Kira Bedelinden Kaynaklanan Uyuşmazlıklar

Son Dönemde Kira Bedelinin Artırılmasından Kaynaklanan Uyuşmazlıklara Genel Bakış

Son dönemlerde ev sahibi ve kiracı arasında yaşanan anlaşmazlıkların en büyük ve yaygın sebebi kira bedeline yapılacak artış üzerinde tarafların anlaşamaması. Kimi ev sahipleri yeni kira dönemi için çok yüksek rakamlar isteyip sözleşme şartlarına uymamak için diretiyor, artışı kabul etmeyen kiracıya da o halde evimden çık diyor ve kiracıyı çıkarmak için çeşitli yollara başvuruyorlar. Halbuki kiracının kiralanan taşınmazdan tahliye edilebilmesi için kanunda yer alan belirli şartların gerçekleşmesi gerekmektedir. Bu şartlar oluşmadığı takdirde kira kontratındaki süre bitse dahi hukukumuz kiracının kiralanan taşınmazdan çıkartılmasına müsaade etmemektedir.

Türkiye İstatistik Kurumu (TÜİK) tarafından açıklanan verilere göre 2023 Aralık ayı itibariyle Tüketici Fiyat Endeksi (TÜFE)’nin 12 aylık ortalaması %53,86 arttı. Yasal oran %53,86 olmasına rağmen 7456 sayılı Kanun ile 6098 sayılı Türk Borçlar Kanunu’na eklenen Geçici 2. madde uyarınca getirilen yeni düzenleme ve ilgili maddenin süresinin bir sene daha uzatılması neticesinde, 08.06.2022 ila 01.07.2024 tarihleri arasında yapılacak kira artış oranlarının %25’i geçemeyeceği kararlaştırıldı.

Ancak yine de bazı ev sahipleri daha yüksek fiyatlar üzerinden evi başkasına kiraya vermek amacıyla kiracıları çeşitli sebepler ileri sürerek evden çıkartmaya çalışmaktadır. Bu itibarla ev sahipleri ve kiracılar arasında kira bedelinden kaynaklanan bir uyuşmazlık çıkması halinde her iki taraftan da olabilecek okuyucumuza bir nebze de olsa yol gösterebilmesi adına kira tespit davalarıyla ilgili işbu yazımızı hazırladık. Öncelikle ev sahibi hangi gerekçelerle kiracıyı evden çıkarabilir, hem bu hususa hem de fahiş zam talebi ve evden çıkarma tehtidleriyle gelen ev sahibine karşı kiracı nasıl bir yol izleyebilir bu hususa değineceğiz. En son da kira tespit davalarından ve bu davanın hangi durumlarda ikame edilebileceğinden bahsedeceğiz.

Kiracı Tahliye Sebepleri

Tahliye Taahhütnamesinin Varlığı

Kiracının kiralanan taşınmazı belli bir tarihte boşaltmayı -tahliye taahhütnamesi imzalayarak- yazılı olarak taahhüt etmesi ancak tahliye tarihinde kiralanan taşınmazı tahliye etmemesi durumunda ev sahibi kiracının tahliye etmeyi taahhüt ettiği tarihten itibaren 1 ay içerisinde icra takibi yoluyla veya tahliye davası açmak suretiyle kiracıyı tahliye ettirebilir.

#### [Ham veri]
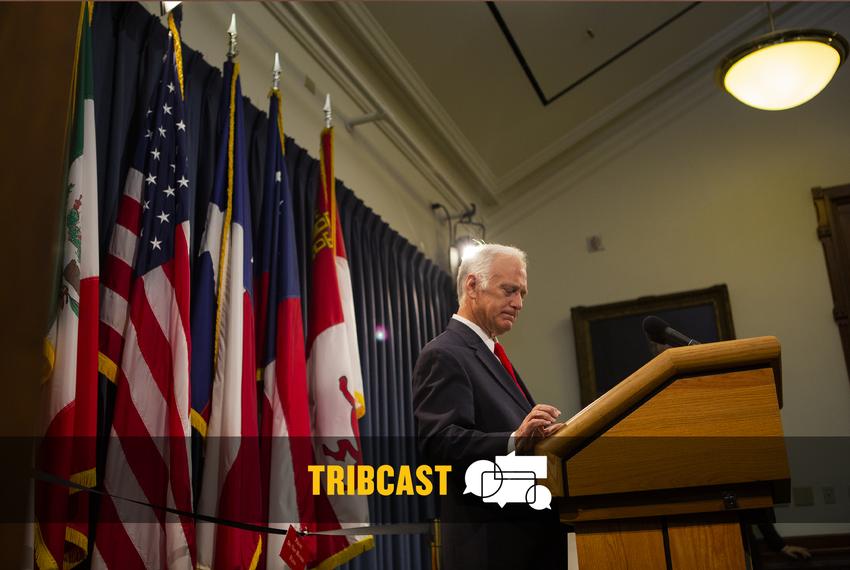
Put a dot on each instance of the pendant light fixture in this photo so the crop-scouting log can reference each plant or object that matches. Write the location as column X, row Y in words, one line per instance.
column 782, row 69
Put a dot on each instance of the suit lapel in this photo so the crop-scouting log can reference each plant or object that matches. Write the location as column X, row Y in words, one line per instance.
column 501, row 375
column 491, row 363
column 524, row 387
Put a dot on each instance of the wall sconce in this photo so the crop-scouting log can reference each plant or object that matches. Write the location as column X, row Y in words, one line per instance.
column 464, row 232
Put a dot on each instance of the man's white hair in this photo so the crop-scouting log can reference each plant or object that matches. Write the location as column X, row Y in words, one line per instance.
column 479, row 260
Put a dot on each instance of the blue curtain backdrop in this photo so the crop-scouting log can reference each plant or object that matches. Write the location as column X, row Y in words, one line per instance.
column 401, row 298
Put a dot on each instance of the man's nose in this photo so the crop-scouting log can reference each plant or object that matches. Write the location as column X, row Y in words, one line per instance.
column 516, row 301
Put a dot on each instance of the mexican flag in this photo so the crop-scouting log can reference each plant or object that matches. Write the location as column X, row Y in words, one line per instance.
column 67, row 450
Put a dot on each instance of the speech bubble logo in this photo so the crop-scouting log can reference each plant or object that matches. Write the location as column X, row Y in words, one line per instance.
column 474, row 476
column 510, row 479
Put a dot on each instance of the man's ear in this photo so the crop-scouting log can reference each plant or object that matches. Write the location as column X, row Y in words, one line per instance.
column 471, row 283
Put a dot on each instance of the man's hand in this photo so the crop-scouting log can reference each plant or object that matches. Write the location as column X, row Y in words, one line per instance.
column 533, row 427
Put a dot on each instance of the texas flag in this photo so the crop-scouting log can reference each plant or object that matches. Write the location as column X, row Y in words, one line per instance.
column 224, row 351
---
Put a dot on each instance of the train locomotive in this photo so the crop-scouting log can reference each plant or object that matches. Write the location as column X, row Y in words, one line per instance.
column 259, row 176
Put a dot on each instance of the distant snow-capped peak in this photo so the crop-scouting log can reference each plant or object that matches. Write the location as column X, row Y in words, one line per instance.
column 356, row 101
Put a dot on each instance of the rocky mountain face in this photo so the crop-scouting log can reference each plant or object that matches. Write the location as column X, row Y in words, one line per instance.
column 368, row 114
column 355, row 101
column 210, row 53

#### [Talep A]
Listede "Put a dot on each instance of the distant" ifadesini içeren satırdan "column 210, row 53" ifadesini içeren satıra kadar olan satırları, bu iki satır da dahil olmak üzere, hiç değiştirmeden aktarın.
#### [Talep B]
Kira bedeli uyuşmazlıklarını anlatan metni kaldığı yerden sürdürün.

#### [Görev sonucu A]
Put a dot on each instance of the distant snow-capped peak in this photo so the crop-scouting log can reference each plant or object that matches. Write the location as column X, row Y in words, one line per instance.
column 356, row 101
Put a dot on each instance of the rocky mountain face in this photo so the crop-scouting log can reference each plant or object that matches. Write the location as column X, row Y in words, one line per instance.
column 368, row 114
column 355, row 101
column 210, row 53

#### [Görev sonucu B]
İki Haklı İhtar Nedeniyle Tahliye

Kiracı, bir yıldan kısa süreli kira sözleşmelerinde kira süresi içerisinde; bir yıl ve daha uzun süreli kira sözleşmelerinde ise bir kira yılı yahut bir kira yılını aşan süre içerisinde kira bedelini ödemediği için kendisine yazılı olarak ev sahibi tarafından iki haklı yazılı ihtarda bulunulmasına sebep olmuşsa kiraya veren, kira süresinin ve bir yıldan uzun süreli kiralarda ihtarların yapıldığı kira yılının bitiminden başlayarak 1 ay içerisinde dava yoluyla kira sözleşmesini sona erdirebilir. Bu noktada önemle belirtmek gerekir ki yazılı ihtarların bir kira yılı içindeki iki farklı ayda ödenmemiş kira bedellerine ilişkin olması gerekmektedir. Yalnızca yazılı ihtarnameler değil, icra daireleri kanalıyla başlatılacak icra takipleri de haklı ihtar olarak kabul edilmektedir.

Temerrüt Nedeniyle Tahliye

Türk Borçlar Kanunu’nun 315. maddesi gereğince, kiracı, kiralananın kendisine tesliminden sonra muaccel hale gelmiş kira bedelini ödeme borcunu ifa etmezse, kiraya veren kiracıya ihtarname çekerek 30 günlük süre içerisinde borcunu ödememesi halinde sözleşmeyi feshedebileceğini bildirebilir. İhtarnamenin tebliğini müteakip 30 gün içerisinde geciken kira bedelinin ödenmemesi halinde kiraya veren kira döneminin sonunu beklemeden temerrüt sebebiyle tahliye davası açabilir.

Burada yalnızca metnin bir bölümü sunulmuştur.